Date: 6 February 2019  

Version: 3.1


This guide summarises the steps to be performed on the data of an experiment after correlation (fron when you receive the Yellow Folder until you distribute the data to the PI).

Bullet points:
- Check the quality of the data and convert them into an appropiate format.
- Run the EVN pipeline.
- Archive the data and contact the PI.


## General information

### Computers used along the procedure

- *ccsbeta*: where the correlator control files are located.
- *eee2* (10.88.0.7): where all the information and results for the experiment are saved.
This computer replaces the old *eee*, which still contains information for relatively old experiments.
- *jop83*: where the EVN pipeline and archive live.
- *vlbeer*: the ftp server where all stations put their local files (*log*, *antab*, *uvflg*,…) containing the information for each experiment.

The wiki contains this document and other information:
http://www.jive.eu/jivewiki/doku.php?id=evn:supportscientists#problem_list_per_session
A summary of tools mentioned in this guide exists here:
http://www.jive.eu/jivewiki/doku.php?id=supportsci:tools

### Definitions in this document

- Anything between {} means text or a word that needs to be replaced according to your experiment.

──────────────────────────────

__Required tasks__
[1] Which computer holds the EVN pipeline and archive, according to the post-correlation guide?
[2] Reproduce the stretch of the post-correlation guide from "This guide summarises" through "files are located.".

__Data lines__
──────────────────────────────

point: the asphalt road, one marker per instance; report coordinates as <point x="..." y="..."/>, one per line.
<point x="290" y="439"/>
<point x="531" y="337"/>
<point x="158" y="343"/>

──────────────────────────────

__Answers to the exercises__
[1] jop83

[2]
This guide summarises the steps to be performed on the data of an experiment after correlation (fron when you receive the Yellow Folder until you distribute the data to the PI).

Bullet points:
- Check the quality of the data and convert them into an appropiate format.
- Run the EVN pipeline.
- Archive the data and contact the PI.


## General information

### Computers used along the procedure

- *ccsbeta*: where the correlator control files are located.